### SUPPLIED TEXT
|---|

Industries and the businesses within them can cater to the older consumer by focusing on being accessible to older people “and ensuring they are treated with kindness and respect,” Lippman-Monkarsh said. “Every customer wants to know he is valued, but this is especially key when dealing with an aging person who may feel that their dignity is being compromised in some way.”

Using advertising and customer service to make it clear to older consumers that their patronage is valued, she added, “goes a long way to meeting someone’s immediate need of feeling accepted.” The biggest pitfall? Assuming that an older person is incapable of making his own decisions.

“Get to know who this customer really is and bring them the things they want, not what a 25-year-old buyer thinks they want,” said consumer anthropologist Georganne Bender, a partner at the Kizer & Bender consulting firm in St. Charles, Ill. But it’s important to temper respect for their decision-making with awareness that some in this demographic don’t have the best grasp of new technologies employed by businesses. Sensitivity must go both ways.

|---|

### Descriptions of regions in natural language

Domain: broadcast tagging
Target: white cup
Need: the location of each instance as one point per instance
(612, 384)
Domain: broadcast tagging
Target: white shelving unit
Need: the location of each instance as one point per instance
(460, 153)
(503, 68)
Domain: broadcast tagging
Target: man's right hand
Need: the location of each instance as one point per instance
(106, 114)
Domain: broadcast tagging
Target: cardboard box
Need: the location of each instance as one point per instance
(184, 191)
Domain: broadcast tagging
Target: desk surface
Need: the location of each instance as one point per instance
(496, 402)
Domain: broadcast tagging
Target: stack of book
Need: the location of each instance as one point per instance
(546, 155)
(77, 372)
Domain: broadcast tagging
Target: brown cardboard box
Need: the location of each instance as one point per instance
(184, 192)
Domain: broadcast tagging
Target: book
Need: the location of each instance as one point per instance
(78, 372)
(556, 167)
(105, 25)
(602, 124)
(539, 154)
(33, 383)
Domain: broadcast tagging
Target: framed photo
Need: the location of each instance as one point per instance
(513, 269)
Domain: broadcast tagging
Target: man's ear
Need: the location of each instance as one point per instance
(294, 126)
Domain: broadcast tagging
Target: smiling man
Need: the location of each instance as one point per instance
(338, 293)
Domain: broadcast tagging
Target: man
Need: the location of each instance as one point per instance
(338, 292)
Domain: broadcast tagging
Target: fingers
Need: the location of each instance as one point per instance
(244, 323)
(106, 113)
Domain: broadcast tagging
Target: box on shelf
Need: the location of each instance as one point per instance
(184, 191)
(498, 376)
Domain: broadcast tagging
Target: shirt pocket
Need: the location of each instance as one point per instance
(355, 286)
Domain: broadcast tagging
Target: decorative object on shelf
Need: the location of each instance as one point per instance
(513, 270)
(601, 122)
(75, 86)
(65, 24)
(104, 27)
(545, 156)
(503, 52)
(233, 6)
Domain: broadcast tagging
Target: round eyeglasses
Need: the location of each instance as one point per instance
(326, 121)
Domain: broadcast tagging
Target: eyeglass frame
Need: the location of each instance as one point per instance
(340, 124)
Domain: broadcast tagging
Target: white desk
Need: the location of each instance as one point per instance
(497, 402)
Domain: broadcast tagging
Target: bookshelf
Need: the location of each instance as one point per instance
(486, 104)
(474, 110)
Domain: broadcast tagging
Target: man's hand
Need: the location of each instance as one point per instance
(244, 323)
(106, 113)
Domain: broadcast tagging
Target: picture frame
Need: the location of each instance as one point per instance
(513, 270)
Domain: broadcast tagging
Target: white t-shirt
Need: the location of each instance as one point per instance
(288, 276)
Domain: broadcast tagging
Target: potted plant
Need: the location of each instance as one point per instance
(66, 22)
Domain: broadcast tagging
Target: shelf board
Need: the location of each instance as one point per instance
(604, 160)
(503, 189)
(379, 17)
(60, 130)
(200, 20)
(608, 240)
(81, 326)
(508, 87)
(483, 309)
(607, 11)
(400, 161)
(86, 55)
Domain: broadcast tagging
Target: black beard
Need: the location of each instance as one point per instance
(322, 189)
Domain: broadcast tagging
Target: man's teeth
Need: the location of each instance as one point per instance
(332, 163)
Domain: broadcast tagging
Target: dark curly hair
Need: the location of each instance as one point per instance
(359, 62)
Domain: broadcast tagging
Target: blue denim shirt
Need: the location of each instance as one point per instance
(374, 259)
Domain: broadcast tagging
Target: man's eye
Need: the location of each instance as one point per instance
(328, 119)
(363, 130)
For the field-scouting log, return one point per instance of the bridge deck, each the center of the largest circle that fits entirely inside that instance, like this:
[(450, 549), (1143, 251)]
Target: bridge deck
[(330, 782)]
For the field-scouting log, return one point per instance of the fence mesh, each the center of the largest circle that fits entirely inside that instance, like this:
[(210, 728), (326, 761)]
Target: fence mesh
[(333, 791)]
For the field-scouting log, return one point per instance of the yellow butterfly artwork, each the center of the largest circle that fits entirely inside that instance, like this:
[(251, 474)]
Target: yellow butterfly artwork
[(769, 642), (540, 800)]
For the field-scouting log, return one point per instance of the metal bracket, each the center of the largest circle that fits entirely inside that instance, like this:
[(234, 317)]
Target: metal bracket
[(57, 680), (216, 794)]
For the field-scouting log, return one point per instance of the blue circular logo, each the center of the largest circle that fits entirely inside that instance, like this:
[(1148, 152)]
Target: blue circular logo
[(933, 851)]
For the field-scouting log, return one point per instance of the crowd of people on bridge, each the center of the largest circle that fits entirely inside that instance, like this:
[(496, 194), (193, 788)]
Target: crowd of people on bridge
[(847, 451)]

|---|

### ACTIVITY 1
In the passage on older consumers, what is named as the biggest pitfall?
### ACTIVITY 2
Repeat part of the passage on older consumers word for word. Begin at the words "Using advertising and" and stop after "go both ways.".
### ACTIVITY 3
Go on with the passage on older consumers from the point where it stops.

### OUTPUT 1
Assuming that an older person is incapable of making his own decisions.

### OUTPUT 2
Using advertising and customer service to make it clear to older consumers that their patronage is valued, she added, “goes a long way to meeting someone’s immediate need of feeling accepted.” The biggest pitfall? Assuming that an older person is incapable of making his own decisions.

“Get to know who this customer really is and bring them the things they want, not what a 25-year-old buyer thinks they want,” said consumer anthropologist Georganne Bender, a partner at the Kizer & Bender consulting firm in St. Charles, Ill. But it’s important to temper respect for their decision-making with awareness that some in this demographic don’t have the best grasp of new technologies employed by businesses. Sensitivity must go both ways.

### OUTPUT 3
“Be sure to communicate clearly, and go over all the steps slowly,” said Patrick Casale, managing partner for the Multicare Group, an employee-benefits consulting firm in Las Vegas. He said those between age 50 and 59 were in the greatest earning years. “However,” he added, “this phenomenon … may come from the real issue in America — underemployment — which may cause people to work into their early 70s.”

Marketing to this group, Abney said, would take “a much different approach than the current trend toward communicating with millennials.” Business owners “have to strive to touch them on a more personal level and not communicate only via an iPhone or tablet screen. ... This will be the last or next-to-last generation that will expect face-to-face, one-on-one customer service.”

Abney also noted that this group had lived through a few recessions and was more likely to be value-conscious. But Jenna Gross, chief marketing officer of Pennsylvania marketing firm Moving Targets, points out that “the most dangerous (miscue) is to view baby boomers as a single group. The next mistake is to believe the notion that baby boomers are averse to trying new brands, not wanting to use technology, or not seeking new life experiences. None of these assumptions is substantiated by research.”

Thus, the ways businesses communicate with older consumers must be carefully evaluated.

“One-size-fits-all marketing is no longer an option,” Gross warned. “Successful companies will segment the market by life stages, lifestyle choices, behavior, interests and needs.”

Gross said Facebook ads allowed businesses to tailor messaging and measure the success of campaigns at optimizing that messaging over time.

Considerations need to extend to the simplest things, such as physical signage.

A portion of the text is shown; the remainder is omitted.